| 練習問題 |
- A) 短編のオチについての文章のうち「ですが、ただ因果関係を見せら」から「ときに起こる身体的反応です。」までを、「オチ」を「結末」に置き換えて書き直してもらえますか?
- B) 短編のオチについての文章を、最後の文のあとから書き継いでもらえますか?

| 本文抜粋 |
***

短編の鋭いオチをつくるには 【基礎編】
先日、久しぶりに短編を書いたのですが、やはり最後のオチで全体的なクオリティが決まってしまうなと感じました。
鋭いオチが必要ない話もありますが、オチをつくる方法は知っておいて損はないでしょう。
今回はオチをつくる基本的な考え方をご紹介します。
オチとは何か
本題に入る前に、まずオチとは何か知っておきましょう。
オチることで話は終わるので、話が終わるには何が必要か考えれば、それがオチの正体になります。
話が終わるのに必要なものはなんでしょうか?
ごく単純に言えば、以下の2つが必要です。
「え!」という驚き
「なるほど!」という納得
読者は話の最後で「え!」と驚き、「なるほど!」と納得したいのです。
逆に言うと、この2つが起こることで、読者は安心して「話が終わったな」と感じることができます。
ですからオチとは、
オチ = 驚き + 納得
だと理解しておけばいいでしょう。
驚きと納得は両方必要
さて、驚きと納得についてもう少し深掘りしておきます。
まず、この2つは両方必要で、片方だけではオチとして機能せず、話ははっきりしない終わり方になります。
片方ずつ考えてみましょう。
たとえば「驚き」単体を起こすことは簡単です。
恋愛話だと思っていたのに、告白の場面で巨大隕石が降ってきて人類が滅亡すれば、きっと読者は驚くでしょう。
ですが、これはただ驚くだけで、読者としては「なんだこれ……」と落胆したり、場合によっては怒りだしてしまうかもしれません。
同じように「納得」単体もすぐに起こすことができます。
納得とは理屈が通ったときの腑に落ちる感覚ですから、因果関係(原因と結果の関係)にはすべて納得感が伴います。
ですが、ただ因果関係を見せられても、読者は「……それで?」という反応しかできません。
あるいは「えっと……これで終わり?」となるのも想像できますね。
このように、驚きも納得も片方だけではオチになりません。
両方使わなければ、話は適切に終わらないのです。
驚きと納得が起こるとき
さて、驚きと納得は両方起こさない限り、オチにはならない(=話が終わらない)ことが分かったと思います。
では次に、驚きと納得がどういう時に起こるかを確認しておきましょう。
以下のようになります。
驚き = 隠されていたものが露わになったとき
納得 = 理屈が通ったとき
図にするとわかりやすいでしょう。
驚きとは、見えていなかったものや隠れていたものが、急に目の前に現れたときに起こる身体的反応です。
また、納得とは、主に物事の因果関係(原因と結果)が連鎖的に成立したときに起こる腑に落ちた感覚です。
さて、以上のことが分かれば、オチを作り出す方法も簡単に分かるはずです。
オチとは驚き+納得でしたね。
ですから、その2つを同時に成立させればいいだけです。
つまりこうなります。

***

| 提示データ |
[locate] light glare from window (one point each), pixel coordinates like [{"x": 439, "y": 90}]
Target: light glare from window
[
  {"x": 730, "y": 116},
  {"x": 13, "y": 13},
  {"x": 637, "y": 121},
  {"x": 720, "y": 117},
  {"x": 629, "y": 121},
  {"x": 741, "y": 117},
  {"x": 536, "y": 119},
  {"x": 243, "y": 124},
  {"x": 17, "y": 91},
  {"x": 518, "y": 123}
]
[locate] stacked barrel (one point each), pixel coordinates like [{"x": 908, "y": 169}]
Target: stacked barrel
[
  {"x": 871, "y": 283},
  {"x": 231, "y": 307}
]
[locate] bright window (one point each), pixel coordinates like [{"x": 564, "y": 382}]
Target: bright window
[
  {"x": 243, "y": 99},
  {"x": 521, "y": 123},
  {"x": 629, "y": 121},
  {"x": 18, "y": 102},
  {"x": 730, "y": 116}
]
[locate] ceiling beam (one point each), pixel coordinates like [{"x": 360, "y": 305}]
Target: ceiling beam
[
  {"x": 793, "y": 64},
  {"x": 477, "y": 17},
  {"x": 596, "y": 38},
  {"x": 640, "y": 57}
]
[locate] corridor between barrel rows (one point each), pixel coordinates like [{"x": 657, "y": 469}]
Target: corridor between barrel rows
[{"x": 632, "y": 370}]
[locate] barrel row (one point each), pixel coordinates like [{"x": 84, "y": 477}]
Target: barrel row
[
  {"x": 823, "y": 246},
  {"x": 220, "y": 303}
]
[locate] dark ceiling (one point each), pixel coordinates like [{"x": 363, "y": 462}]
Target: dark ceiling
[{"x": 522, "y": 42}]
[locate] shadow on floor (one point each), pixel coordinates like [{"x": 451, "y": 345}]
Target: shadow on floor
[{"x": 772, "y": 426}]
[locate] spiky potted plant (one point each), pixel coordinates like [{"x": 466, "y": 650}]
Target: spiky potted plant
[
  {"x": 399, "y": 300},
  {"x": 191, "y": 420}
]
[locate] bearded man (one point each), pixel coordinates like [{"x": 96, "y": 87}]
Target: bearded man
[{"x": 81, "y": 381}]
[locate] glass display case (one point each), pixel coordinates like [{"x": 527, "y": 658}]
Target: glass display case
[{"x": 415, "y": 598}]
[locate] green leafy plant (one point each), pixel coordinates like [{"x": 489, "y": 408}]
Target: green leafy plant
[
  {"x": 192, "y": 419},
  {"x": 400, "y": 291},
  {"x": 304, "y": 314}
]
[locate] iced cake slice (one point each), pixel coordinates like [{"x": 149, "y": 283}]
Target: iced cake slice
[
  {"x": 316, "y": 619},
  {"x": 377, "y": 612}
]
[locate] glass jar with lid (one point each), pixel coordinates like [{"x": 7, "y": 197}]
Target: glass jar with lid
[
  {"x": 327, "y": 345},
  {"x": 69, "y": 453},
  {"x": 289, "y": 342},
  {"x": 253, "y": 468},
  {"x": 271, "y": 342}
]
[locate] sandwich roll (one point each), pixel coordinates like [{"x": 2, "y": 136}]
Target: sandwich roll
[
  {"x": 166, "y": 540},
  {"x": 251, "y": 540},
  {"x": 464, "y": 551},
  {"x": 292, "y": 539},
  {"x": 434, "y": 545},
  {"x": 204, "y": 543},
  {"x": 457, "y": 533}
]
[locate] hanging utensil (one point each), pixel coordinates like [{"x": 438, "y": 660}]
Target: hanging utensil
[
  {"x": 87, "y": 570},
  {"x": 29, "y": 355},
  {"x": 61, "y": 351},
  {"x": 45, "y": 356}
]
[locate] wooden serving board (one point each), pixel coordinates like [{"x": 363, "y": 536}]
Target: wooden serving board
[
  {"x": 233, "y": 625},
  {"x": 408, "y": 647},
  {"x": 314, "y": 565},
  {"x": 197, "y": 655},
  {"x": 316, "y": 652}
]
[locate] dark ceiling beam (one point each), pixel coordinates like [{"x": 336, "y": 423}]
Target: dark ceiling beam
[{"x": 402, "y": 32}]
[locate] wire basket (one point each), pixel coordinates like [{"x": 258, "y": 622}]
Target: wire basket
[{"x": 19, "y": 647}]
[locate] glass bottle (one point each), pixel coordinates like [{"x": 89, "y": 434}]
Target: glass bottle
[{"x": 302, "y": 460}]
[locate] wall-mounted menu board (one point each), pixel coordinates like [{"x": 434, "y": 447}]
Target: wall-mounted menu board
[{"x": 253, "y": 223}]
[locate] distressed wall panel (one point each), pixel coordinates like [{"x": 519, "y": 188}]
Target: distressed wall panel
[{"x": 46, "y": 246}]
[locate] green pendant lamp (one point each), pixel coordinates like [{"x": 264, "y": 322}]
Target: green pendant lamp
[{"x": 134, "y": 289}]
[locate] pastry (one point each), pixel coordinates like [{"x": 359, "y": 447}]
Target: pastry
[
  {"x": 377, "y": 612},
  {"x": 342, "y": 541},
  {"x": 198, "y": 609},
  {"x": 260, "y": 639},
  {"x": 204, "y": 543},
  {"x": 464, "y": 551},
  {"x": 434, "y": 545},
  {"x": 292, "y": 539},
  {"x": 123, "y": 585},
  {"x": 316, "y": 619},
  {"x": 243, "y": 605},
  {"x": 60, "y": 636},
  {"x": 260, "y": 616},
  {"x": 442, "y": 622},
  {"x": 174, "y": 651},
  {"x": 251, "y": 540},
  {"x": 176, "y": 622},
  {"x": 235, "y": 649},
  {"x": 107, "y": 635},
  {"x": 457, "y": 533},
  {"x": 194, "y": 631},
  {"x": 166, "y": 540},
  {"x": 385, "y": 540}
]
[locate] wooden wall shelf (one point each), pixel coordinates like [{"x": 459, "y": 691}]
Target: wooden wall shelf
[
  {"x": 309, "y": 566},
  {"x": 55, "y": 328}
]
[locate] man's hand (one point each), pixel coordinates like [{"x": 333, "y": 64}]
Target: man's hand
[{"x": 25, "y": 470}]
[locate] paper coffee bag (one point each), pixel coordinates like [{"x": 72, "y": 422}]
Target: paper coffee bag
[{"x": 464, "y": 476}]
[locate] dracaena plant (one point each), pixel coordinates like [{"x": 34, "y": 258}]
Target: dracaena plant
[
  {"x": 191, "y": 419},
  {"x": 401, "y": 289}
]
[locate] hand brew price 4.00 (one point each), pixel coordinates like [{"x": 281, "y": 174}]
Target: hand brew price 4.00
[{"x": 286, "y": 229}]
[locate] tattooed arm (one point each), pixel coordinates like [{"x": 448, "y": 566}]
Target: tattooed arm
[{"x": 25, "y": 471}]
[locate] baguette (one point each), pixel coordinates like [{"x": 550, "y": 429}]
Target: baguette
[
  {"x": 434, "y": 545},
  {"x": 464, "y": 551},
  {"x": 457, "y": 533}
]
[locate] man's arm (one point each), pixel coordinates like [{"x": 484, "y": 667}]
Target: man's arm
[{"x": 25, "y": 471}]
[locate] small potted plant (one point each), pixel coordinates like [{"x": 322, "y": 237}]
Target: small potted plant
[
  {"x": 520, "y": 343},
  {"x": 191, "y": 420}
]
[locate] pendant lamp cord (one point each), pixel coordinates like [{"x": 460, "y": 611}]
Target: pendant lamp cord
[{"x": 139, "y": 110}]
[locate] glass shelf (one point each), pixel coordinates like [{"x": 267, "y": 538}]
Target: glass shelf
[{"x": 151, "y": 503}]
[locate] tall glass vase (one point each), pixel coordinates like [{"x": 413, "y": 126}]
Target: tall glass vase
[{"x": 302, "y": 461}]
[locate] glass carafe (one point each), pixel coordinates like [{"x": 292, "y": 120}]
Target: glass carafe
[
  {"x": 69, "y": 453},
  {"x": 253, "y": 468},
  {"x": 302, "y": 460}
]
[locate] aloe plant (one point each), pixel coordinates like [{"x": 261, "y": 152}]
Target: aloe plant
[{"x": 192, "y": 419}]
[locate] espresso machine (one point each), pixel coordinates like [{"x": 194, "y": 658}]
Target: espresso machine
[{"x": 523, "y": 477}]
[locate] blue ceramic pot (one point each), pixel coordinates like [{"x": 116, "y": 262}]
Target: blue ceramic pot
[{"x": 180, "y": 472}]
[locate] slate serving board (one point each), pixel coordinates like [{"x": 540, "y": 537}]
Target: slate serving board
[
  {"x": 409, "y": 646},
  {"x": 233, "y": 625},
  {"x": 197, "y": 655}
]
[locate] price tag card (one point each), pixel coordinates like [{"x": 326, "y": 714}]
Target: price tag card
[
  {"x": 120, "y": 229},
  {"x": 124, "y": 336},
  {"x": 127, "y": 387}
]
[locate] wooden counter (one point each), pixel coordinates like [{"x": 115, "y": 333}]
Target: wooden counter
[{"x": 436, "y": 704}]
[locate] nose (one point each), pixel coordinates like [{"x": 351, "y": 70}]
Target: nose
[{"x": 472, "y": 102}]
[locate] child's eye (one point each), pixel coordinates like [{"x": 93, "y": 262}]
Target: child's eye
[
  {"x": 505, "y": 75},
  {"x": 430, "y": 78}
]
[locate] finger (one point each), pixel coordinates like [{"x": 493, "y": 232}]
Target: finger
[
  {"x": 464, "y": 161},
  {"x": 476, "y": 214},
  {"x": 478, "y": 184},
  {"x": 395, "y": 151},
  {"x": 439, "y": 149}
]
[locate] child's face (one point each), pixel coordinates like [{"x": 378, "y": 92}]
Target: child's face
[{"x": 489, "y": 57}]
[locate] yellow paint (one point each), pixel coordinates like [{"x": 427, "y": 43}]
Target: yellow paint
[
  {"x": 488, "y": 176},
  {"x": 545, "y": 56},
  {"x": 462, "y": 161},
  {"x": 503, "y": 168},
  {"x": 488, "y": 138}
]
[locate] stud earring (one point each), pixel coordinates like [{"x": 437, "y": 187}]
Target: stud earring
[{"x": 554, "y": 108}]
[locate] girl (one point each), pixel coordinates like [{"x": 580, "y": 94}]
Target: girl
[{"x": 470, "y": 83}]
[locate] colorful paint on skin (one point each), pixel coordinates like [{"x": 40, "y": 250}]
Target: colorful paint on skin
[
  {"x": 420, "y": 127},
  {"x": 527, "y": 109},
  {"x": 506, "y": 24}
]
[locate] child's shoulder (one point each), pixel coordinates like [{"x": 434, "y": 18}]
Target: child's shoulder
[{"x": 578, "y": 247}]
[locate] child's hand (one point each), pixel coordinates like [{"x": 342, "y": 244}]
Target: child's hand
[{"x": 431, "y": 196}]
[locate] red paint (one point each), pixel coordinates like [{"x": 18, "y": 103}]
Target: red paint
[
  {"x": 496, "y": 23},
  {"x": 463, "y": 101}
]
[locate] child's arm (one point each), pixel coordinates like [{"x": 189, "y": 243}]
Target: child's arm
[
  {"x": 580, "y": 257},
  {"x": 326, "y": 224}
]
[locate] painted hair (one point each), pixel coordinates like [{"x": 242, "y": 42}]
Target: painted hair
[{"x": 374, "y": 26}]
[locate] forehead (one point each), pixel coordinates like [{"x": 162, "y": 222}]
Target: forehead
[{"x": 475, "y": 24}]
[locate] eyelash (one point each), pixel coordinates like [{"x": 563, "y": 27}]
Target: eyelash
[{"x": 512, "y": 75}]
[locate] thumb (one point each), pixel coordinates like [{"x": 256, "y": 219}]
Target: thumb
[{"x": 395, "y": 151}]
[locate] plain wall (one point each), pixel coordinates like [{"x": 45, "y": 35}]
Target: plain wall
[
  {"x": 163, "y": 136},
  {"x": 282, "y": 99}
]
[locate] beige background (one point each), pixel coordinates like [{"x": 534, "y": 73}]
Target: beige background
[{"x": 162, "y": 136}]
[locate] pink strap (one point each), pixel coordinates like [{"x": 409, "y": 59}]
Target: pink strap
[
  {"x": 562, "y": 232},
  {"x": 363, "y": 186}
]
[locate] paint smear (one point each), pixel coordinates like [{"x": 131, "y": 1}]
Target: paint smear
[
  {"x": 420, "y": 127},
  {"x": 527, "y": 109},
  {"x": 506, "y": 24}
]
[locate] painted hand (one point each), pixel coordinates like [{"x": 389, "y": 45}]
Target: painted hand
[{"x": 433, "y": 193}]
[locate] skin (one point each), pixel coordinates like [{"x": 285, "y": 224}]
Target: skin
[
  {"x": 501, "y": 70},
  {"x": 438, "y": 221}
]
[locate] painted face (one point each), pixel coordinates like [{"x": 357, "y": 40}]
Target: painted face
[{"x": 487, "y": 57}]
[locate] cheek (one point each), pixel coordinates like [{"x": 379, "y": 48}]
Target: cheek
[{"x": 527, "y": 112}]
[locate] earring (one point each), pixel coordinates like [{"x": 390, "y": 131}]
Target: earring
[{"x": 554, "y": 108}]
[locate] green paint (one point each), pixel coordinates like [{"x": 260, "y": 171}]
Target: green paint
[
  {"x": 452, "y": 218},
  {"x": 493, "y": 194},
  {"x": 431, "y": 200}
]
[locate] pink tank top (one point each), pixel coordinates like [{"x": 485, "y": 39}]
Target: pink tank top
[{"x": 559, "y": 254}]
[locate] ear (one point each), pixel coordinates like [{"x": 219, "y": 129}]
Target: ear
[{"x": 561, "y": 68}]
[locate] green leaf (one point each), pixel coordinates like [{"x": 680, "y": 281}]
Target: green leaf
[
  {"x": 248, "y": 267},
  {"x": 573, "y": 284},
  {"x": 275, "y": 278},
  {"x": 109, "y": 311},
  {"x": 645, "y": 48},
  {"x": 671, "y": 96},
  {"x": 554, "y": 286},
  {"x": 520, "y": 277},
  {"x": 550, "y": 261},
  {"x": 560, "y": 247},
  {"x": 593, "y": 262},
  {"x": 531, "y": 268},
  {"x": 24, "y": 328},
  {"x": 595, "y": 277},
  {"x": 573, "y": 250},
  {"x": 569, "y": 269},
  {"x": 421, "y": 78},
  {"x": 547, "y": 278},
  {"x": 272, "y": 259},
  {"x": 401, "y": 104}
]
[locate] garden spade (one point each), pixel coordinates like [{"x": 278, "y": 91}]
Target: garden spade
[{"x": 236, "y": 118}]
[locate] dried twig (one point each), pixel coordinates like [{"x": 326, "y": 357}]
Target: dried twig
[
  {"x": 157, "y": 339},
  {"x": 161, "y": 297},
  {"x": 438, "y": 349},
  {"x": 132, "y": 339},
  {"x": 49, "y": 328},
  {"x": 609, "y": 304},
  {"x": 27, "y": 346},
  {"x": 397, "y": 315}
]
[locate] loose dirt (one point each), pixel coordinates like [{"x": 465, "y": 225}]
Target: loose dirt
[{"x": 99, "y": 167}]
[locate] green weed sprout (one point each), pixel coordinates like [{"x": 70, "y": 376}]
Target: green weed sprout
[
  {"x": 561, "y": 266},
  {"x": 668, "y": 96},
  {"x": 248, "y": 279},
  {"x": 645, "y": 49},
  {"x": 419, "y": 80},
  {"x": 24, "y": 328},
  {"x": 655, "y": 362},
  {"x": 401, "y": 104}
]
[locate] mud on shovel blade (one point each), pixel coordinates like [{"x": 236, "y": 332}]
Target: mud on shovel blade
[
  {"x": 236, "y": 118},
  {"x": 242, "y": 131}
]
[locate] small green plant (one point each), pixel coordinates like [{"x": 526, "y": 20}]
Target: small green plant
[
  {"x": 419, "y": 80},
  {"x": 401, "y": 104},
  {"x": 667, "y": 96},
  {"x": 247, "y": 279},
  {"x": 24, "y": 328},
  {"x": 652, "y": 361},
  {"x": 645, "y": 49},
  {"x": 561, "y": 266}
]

***

| 想定解答 |
- A)
ですが、ただ因果関係を見せられても、読者は「……それで?」という反応しかできません。
あるいは「えっと……これで終わり?」となるのも想像できますね。
このように、驚きも納得も片方だけでは結末になりません。
両方使わなければ、話は適切に終わらないのです。
驚きと納得が起こるとき
さて、驚きと納得は両方起こさない限り、結末にはならない(=話が終わらない)ことが分かったと思います。
では次に、驚きと納得がどういう時に起こるかを確認しておきましょう。
以下のようになります。
驚き = 隠されていたものが露わになったとき
納得 = 理屈が通ったとき
図にするとわかりやすいでしょう。
驚きとは、見えていなかったものや隠れていたものが、急に目の前に現れたときに起こる身体的反応です。

- B)
隠しておいた理屈を最後に明らかにする
理屈を隠し、最後に示す
理屈を隠しておいて最後に示せば、驚きと納得が同時に起こります。
隠されていたものが露わになることで → 驚きが起こり
理屈が明らかになることで → 納得が起こる
難しいと感じるかもしれませんが、いわゆる伏線回収も、驚き+納得で構成されています。
伏線 = 隠された理屈につながるヒント
伏線回収 = ヒントから、隠された理屈が明らかになる
例で示しておきましょう。
たとえばこんな感じです。
「逆鱗が弱点」というのが隠されていた理屈ですね。
その理屈が最後に明らかになることで、読者に驚きとともに納得が起こり、話は適切に終わるのです。
さて、ここまでで、オチを作るための基本的な考え方は理解できたと思います。
ですが、オチを作るだけでは足りません。
鋭いオチを作るのが目的だからです。
次回は例を示しながら、「オチの鋭さ」をどう作るかを考えていきましょう。
今回のまとめ
「短編の鋭いオチをつくるには・基礎編」でした。
オチとは驚き+納得
驚き = 「え!?」
納得 = 「なるほど!」
驚きと納得は両方必要
どちらか一つ起こしてもオチにはならない驚きと納得が起こるとき
驚き:隠されていたものが露わになったとき
納得:因果関係が成立したとき
驚き+納得を作るには
理屈を隠しておいて最後に明らかにする
伏線を回収することと同じ
「どうも話がうまく終わらないな……」と思っている方は、この驚き+納得を意識すると、かなり満足いく終わり方になると思います。
次回はオチの例も示しながら、オチに「鋭さ」を加える方法を見ていく予定です。
ところで、創作に関するお悩み、ご質問などをゆるゆると募集しています。
記事で回答するなどしますので、お気軽にメールなどでお知らせくださいね。
それではまたくまー。
(2024.1.29追記)
わーい。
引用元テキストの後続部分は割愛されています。